◆ Page extract:
▽
With a need for lefties, GM Mike Rizzo brought in former star pitcher Oliver Perez to shut things down against same-handed batters. Perez’ career collapsed after he was named an All-Star starter as a 23 years old. He has recently rebounded as a quality reliever. Sammy Solis and Felipe Rivero will join him from the left side as less effective arms.
Yusmeiro Petit and Matt Belisle bring some much needed experience to this relief corps while Trevor Gott and Erik Davis are only on the team for depth purposes. Aaron Barrett would fit a middle relief role, but he’s still recovering from Tommy John surgery. The 28 year-old Barrett will have four more years to prove his worth once he returns in 2017.
Other than Reynaldo Lopez and Taylor Hearn, whom the team will first test out as starters, there isn’t much upside in the bullpen. Koda Glover is one name to keep an eye out for as the 23 year-old continues to progress in the minors. He combines his upper-90’s heater with a low-90’s slider that batters have a hard time catching up to. He could make an impact for the parent club at some point in 2017.
(EDIT: With a need for a closer, the Nats acquired one of the best high-leverage relievers in the game by trading Taylor Hearn and Felipe Rivero to the Pittsburgh Pirates for Mark Melancon. Click here to read more about what Melancon will bring to the Nationals [7/30/16]).
Future Outlook: It's not how you start, it's how you finish
Washington has an excess amount of potential starters in their minor league system. Along with the possibility of adding more relievers through free agency or trades, the Nats should seriously consider converting Reynaldo Lopez and Taylor Hearn to the bullpen. Both have significant upside in the rotation, but their fastballs would immediately do damage in a major league bullpen. Lacking potential impact relievers in their farm system could force the Nats to insert Lopez and Hearn at the back-end of their bullpen instead of letting them develop as starters. Lopez and Hearn would form a dominant duo if their talents were used in high-leverage situations for future contending Nationals teams.
△
◆ Check your understanding:
A. Quote the bullpen passage word for word from "(EDIT: With a" to "the Nationals [7/30/16]).".
B. According to the bullpen passage, which pitcher did the Nats acquire by trading Taylor Hearn and Felipe Rivero to the Pittsburgh Pirates?

◆ Natural-language object grounding records:
▽
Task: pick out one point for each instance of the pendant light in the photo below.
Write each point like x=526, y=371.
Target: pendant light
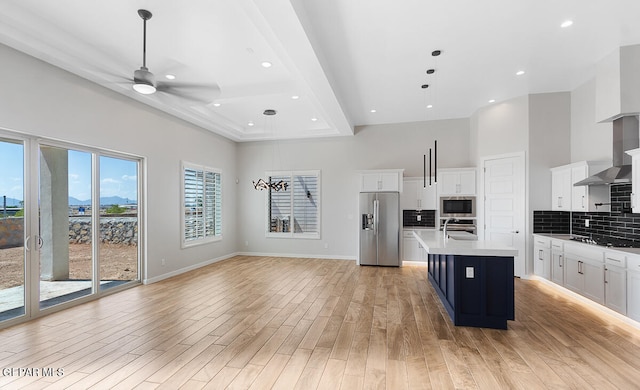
x=262, y=184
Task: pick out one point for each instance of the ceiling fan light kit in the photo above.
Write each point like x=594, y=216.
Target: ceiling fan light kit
x=144, y=82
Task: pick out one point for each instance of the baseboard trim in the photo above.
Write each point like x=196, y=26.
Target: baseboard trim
x=187, y=269
x=299, y=255
x=587, y=302
x=225, y=257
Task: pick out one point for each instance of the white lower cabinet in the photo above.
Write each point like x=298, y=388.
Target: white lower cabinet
x=411, y=248
x=615, y=281
x=584, y=271
x=633, y=287
x=542, y=258
x=557, y=262
x=607, y=276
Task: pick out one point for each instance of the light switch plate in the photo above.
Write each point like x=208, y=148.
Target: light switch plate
x=469, y=272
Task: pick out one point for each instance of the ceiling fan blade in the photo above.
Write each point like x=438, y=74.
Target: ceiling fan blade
x=205, y=93
x=186, y=96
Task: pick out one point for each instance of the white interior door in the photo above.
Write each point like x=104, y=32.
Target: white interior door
x=504, y=205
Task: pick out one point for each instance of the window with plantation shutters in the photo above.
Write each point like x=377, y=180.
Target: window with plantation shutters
x=201, y=204
x=294, y=212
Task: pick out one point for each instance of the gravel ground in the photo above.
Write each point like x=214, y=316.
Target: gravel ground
x=118, y=262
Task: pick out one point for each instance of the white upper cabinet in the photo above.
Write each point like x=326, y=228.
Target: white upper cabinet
x=567, y=197
x=561, y=189
x=415, y=196
x=460, y=181
x=386, y=180
x=618, y=84
x=635, y=179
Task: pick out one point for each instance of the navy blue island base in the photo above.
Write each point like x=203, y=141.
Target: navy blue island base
x=475, y=290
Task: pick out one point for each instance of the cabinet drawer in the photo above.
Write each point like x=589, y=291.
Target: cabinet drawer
x=633, y=263
x=408, y=234
x=542, y=242
x=615, y=258
x=557, y=246
x=584, y=252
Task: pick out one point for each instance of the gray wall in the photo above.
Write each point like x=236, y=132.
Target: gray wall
x=590, y=141
x=339, y=159
x=39, y=99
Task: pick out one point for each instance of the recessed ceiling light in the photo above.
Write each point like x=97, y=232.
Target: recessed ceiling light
x=566, y=23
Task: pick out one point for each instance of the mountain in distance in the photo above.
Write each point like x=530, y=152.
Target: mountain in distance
x=11, y=202
x=105, y=201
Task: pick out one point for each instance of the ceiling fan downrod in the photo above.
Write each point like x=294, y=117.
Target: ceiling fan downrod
x=145, y=15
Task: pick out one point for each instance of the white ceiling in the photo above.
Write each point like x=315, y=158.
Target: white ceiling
x=343, y=58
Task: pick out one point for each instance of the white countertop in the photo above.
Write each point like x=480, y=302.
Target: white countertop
x=567, y=238
x=433, y=241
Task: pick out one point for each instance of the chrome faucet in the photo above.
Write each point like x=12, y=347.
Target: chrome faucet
x=444, y=230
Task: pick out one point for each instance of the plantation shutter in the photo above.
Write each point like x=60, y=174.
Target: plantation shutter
x=202, y=204
x=280, y=206
x=305, y=208
x=296, y=210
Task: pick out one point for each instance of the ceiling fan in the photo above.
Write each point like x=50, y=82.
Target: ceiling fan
x=144, y=82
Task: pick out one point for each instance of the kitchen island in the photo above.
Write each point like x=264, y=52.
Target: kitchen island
x=474, y=279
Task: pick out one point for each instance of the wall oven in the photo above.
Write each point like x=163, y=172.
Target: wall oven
x=458, y=206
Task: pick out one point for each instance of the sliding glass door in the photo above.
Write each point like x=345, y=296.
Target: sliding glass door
x=69, y=225
x=118, y=221
x=65, y=239
x=12, y=230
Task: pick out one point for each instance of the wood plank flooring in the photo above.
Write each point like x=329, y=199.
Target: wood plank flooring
x=283, y=323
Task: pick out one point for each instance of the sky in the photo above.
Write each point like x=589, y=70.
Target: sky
x=117, y=177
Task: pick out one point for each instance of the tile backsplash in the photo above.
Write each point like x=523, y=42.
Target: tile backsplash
x=427, y=218
x=619, y=223
x=557, y=222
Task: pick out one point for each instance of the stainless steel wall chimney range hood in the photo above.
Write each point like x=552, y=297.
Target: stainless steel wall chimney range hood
x=625, y=137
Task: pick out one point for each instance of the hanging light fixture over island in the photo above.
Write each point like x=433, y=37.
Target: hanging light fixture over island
x=262, y=184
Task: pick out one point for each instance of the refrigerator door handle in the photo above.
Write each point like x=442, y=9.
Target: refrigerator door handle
x=376, y=216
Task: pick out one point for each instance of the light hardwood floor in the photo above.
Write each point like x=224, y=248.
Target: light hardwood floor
x=260, y=323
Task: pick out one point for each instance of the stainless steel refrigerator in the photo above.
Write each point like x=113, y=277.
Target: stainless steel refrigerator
x=380, y=228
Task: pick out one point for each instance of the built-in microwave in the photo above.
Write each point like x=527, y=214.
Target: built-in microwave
x=457, y=206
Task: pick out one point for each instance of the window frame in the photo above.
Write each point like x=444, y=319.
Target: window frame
x=217, y=236
x=292, y=233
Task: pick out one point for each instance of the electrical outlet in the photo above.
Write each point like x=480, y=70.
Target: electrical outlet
x=469, y=272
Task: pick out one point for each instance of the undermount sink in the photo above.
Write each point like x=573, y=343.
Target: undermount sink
x=462, y=236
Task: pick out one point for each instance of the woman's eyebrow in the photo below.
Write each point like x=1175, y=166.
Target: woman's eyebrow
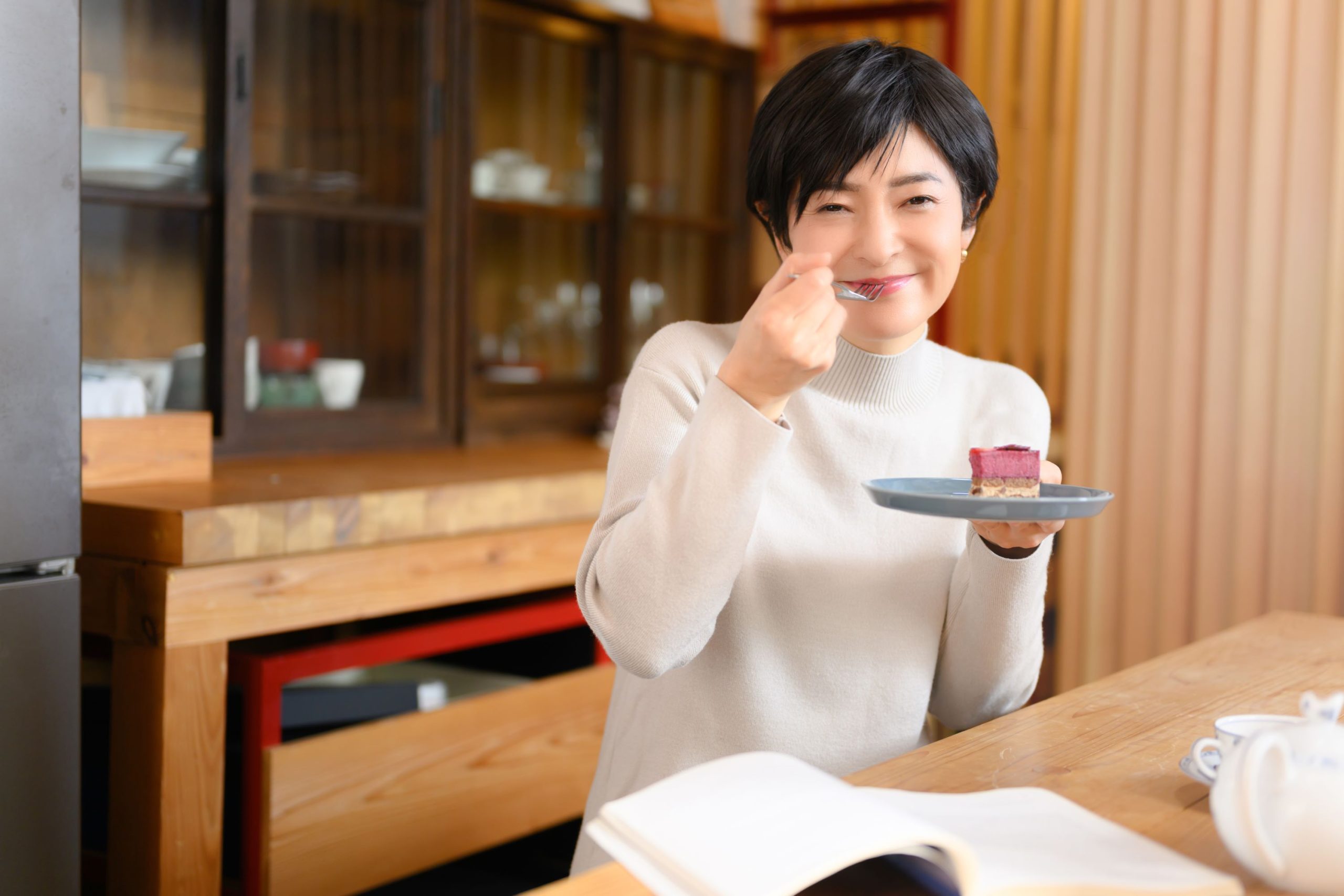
x=905, y=181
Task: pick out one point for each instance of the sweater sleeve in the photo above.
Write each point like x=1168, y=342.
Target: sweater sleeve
x=683, y=488
x=992, y=644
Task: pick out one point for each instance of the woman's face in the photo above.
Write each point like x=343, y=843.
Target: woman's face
x=898, y=224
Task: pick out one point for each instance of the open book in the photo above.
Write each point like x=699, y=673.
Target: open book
x=764, y=824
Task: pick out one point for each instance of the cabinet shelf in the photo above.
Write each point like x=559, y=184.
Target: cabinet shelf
x=692, y=222
x=538, y=210
x=197, y=199
x=368, y=213
x=340, y=144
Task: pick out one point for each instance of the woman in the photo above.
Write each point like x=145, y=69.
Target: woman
x=749, y=592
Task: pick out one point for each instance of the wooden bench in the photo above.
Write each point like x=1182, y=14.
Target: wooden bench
x=175, y=573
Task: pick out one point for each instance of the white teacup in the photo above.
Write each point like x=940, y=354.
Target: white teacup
x=1232, y=731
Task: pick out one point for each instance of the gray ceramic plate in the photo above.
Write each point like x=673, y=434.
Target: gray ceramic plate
x=949, y=498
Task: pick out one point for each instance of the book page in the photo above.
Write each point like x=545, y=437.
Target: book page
x=762, y=825
x=1035, y=841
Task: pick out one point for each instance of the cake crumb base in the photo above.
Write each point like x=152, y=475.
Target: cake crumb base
x=1006, y=488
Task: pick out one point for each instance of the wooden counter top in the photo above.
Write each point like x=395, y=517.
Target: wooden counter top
x=276, y=507
x=1113, y=746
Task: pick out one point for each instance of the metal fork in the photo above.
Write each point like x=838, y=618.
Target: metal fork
x=866, y=292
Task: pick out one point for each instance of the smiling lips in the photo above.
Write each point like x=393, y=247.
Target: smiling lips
x=890, y=284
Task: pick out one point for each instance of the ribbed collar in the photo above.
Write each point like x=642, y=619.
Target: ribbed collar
x=884, y=383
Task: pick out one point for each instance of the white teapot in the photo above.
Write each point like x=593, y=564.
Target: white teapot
x=1278, y=801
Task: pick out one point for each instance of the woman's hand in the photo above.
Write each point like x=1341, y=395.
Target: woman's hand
x=788, y=336
x=1016, y=541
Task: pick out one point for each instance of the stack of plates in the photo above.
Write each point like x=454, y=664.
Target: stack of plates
x=135, y=157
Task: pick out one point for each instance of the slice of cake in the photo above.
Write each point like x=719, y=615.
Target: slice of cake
x=1006, y=472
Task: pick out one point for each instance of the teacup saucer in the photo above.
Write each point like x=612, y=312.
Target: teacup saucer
x=1195, y=774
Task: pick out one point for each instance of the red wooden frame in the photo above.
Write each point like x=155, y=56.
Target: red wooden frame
x=264, y=676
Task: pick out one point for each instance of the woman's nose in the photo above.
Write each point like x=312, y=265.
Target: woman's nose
x=878, y=239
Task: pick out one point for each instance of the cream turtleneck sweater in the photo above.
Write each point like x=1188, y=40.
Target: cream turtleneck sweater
x=754, y=598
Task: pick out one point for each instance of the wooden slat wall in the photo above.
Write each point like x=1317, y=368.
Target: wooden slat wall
x=1206, y=343
x=1021, y=58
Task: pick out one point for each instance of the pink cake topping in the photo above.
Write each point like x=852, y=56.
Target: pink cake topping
x=1006, y=461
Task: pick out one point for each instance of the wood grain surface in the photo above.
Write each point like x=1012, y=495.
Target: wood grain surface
x=136, y=450
x=154, y=605
x=280, y=507
x=375, y=803
x=1113, y=746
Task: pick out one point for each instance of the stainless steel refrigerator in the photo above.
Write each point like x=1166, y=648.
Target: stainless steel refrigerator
x=39, y=448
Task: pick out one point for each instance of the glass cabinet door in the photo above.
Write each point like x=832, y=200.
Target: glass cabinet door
x=683, y=188
x=145, y=215
x=339, y=307
x=676, y=143
x=539, y=222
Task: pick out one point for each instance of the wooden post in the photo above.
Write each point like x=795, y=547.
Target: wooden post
x=167, y=796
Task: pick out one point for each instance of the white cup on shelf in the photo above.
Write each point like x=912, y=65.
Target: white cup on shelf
x=339, y=381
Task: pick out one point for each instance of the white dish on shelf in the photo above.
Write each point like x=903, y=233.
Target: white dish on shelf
x=144, y=178
x=120, y=148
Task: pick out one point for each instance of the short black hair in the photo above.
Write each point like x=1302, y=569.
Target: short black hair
x=841, y=104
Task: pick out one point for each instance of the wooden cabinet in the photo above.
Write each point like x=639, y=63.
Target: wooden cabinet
x=395, y=222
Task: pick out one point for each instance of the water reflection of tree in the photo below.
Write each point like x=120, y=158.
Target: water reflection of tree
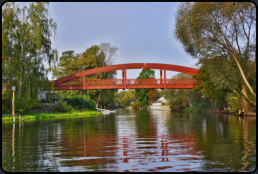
△
◆ Answer set:
A.
(EDIT: With a need for a closer, the Nats acquired one of the best high-leverage relievers in the game by trading Taylor Hearn and Felipe Rivero to the Pittsburgh Pirates for Mark Melancon. Click here to read more about what Melancon will bring to the Nationals [7/30/16]).

B. Mark Melancon